• **DIRECTION**
Edit these lines so that each "bounding box" becomes "region", keeping everything else the same.

• **DATA PROVIDED**
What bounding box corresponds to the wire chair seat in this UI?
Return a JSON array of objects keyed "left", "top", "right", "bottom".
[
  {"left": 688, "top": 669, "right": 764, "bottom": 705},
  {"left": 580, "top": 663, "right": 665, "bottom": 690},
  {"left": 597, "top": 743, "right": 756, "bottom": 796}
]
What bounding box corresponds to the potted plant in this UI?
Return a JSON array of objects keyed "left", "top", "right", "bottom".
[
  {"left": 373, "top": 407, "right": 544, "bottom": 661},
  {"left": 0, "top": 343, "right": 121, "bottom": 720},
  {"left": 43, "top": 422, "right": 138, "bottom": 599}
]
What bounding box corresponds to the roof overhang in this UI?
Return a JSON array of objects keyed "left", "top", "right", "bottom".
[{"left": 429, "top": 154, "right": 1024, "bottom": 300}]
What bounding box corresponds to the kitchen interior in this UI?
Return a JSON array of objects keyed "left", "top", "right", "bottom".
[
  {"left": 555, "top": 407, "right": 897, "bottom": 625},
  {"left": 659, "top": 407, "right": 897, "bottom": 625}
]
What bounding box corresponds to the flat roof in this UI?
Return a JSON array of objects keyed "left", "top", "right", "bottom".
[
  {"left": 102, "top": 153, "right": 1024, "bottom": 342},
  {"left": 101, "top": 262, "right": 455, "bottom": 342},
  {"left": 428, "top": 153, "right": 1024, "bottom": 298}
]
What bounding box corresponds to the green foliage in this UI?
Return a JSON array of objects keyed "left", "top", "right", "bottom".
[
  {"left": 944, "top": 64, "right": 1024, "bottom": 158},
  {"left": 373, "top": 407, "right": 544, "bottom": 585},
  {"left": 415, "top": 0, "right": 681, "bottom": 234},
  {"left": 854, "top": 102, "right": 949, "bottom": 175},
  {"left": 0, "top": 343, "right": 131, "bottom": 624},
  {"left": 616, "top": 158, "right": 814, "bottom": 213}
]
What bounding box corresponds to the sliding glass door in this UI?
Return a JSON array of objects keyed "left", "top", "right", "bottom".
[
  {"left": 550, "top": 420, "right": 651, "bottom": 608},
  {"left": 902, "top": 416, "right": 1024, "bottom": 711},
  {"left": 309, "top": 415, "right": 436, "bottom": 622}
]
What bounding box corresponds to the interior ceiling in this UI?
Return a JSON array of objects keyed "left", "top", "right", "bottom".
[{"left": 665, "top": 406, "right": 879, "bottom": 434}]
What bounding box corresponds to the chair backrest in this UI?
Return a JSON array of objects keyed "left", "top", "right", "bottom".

• **SOLUTION**
What region corresponds to the wire chair seat in this UI?
Return a JSON array of objects keyed "left", "top", "right", "bottom".
[
  {"left": 688, "top": 669, "right": 764, "bottom": 705},
  {"left": 580, "top": 663, "right": 665, "bottom": 690},
  {"left": 597, "top": 743, "right": 756, "bottom": 796}
]
What region corresponds to the potted plant in this UI?
Return a JSON array of objects keyed "left", "top", "right", "bottom".
[
  {"left": 373, "top": 407, "right": 544, "bottom": 661},
  {"left": 0, "top": 343, "right": 121, "bottom": 720},
  {"left": 43, "top": 422, "right": 138, "bottom": 599}
]
What region corresponds to the roof overhang in this UI?
Return a JSON array of objects keyed "left", "top", "right", "bottom".
[{"left": 429, "top": 154, "right": 1024, "bottom": 300}]
What region corresponds to the kitchen interior in this UI?
Return a JSON array of objects keyed "left", "top", "right", "bottom".
[
  {"left": 555, "top": 407, "right": 897, "bottom": 625},
  {"left": 659, "top": 407, "right": 897, "bottom": 625}
]
What region corresponds to the flat roof in this UI?
Return a JSON array of objects keyed "left", "top", "right", "bottom".
[
  {"left": 102, "top": 153, "right": 1024, "bottom": 342},
  {"left": 101, "top": 262, "right": 455, "bottom": 342},
  {"left": 428, "top": 153, "right": 1024, "bottom": 298}
]
What region corresponds to the green foliage in this UI?
Return a JSON array of objects keyed "left", "top", "right", "bottom".
[
  {"left": 944, "top": 64, "right": 1024, "bottom": 158},
  {"left": 373, "top": 407, "right": 544, "bottom": 585},
  {"left": 415, "top": 0, "right": 681, "bottom": 234},
  {"left": 854, "top": 102, "right": 949, "bottom": 175},
  {"left": 0, "top": 343, "right": 131, "bottom": 624},
  {"left": 616, "top": 158, "right": 814, "bottom": 213}
]
What region corresponds to the sliding glass door in this UI?
Return a JSON array of objects keyed "left", "top", "right", "bottom".
[
  {"left": 550, "top": 420, "right": 651, "bottom": 608},
  {"left": 902, "top": 416, "right": 1024, "bottom": 711},
  {"left": 309, "top": 415, "right": 436, "bottom": 622}
]
What region corresponds to the interior ceiling in this UI?
Return a JSON array of objects keyed "left", "top", "right", "bottom".
[{"left": 665, "top": 406, "right": 879, "bottom": 434}]
What region corresponds to the chair backrest in this UI?
Return a JSON array of objects keyed "left", "top", "right", "bottom".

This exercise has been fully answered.